**Document text:**
____

When John Paul Getty died last June, he left an unexpectedly huge chunk of his estate to a little-known art museum hanging over the crests of Malibu. The art world, particularly on the West Coast, may never be the same.

The will bequeathed $720 million in stock to the Getty Museum, and since then high-level staffers have been walking on air and gasping at almost limitless vistas. "We are still in the late stages of shock," admits Gillian Wilson, the British curator of the museum's extensive decorative art collection. "I guess we are still all walking around with our eyes popping out of our heads."

Already, word of the windfall has attracted some artful opportunists to the 10-acre museum by the sea. One Texan offered Wilson a Chinese vase for just $20 million. "I wrote his back and told him he was off his rocker," Wilson says, a smile breaking through her reserve. Another citizen, she adds, recently tried to sell the Getty an old boot as a priceless relic.

Faced with the prospect of trying to maintain sanity at the opulent museum, which looks at first glance more like a Roman villa than the site of a well-regarded art collection, is Stephen Garrett, the newly appointed director. Garrett, 54, a product of Cambridge University, insists that he and his fellow workers are taking their huge endowment in stride. "It's hasn't made me nerous," he says, doodling on a scratch pad. "It simply makes me feel the museum has a great responsibility. You feel honored and slightly awe-struck.

Although probate proceedings may hold up the will for three or four years, Getty staffers are already planning how to budget their vast fortune. Garrett, a long-time Getty protege, maintains that the museum will continue along the conservative lines established by its benefactor.

No friend of the modern arts or modern artist, J.P. Getty was an oil magnate who craved the classical and built his museum's $50 million collection in just three areas - Greek and Roman antiquities, 18th-century French decorative arts, and paintings of the Baroque and Renaissance period.

Even in choosing the design for the museum's building, Getty shunned modernity. Having made billions in industry, he remained unimpressed with the steel-and-glass world he helped create. Instead, Getty chose to build his museum as a replica of a Roman villa on 10 acres above the Pacific. Critics from London to Los Angeles ridiculed the building when it opened in 1974, but the museum's Mediterranean-and-classical character was firmly established.

"It would make sense for us to build on the foundation we already have from him," Garrett says. "Our major concern over the next 10 years will be simply to improve our collection." This policy comes as no surprise, since the museum's board of directors is dominated by loyal Getty Oil, is chairman of the museum board. The vice-chairman and treasurer is Norris Bramlett, who for 28 years served as John Paul Getty's grim-faced personal assistant.

____

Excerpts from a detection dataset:
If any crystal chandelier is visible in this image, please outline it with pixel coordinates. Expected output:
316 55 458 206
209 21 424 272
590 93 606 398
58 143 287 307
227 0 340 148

____

**Aim 1:**
Answer these questions using the article on the Getty Museum:
(a) How much stock did the will leave to the Getty Museum?
(b) How old is Stephen Garrett?
(c) In what year did the museum's building open?
**Aim 2:**
Write out the rows of the detection dataset, reproducing every line character for character.
The article and the rows have no connection to each other.

**Full answer 1:**
(a) $720 million
(b) 54
(c) 1974

**Full answer 2:**
If any crystal chandelier is visible in this image, please outline it with pixel coordinates. Expected output:
316 55 458 206
209 21 424 272
590 93 606 398
58 143 287 307
227 0 340 148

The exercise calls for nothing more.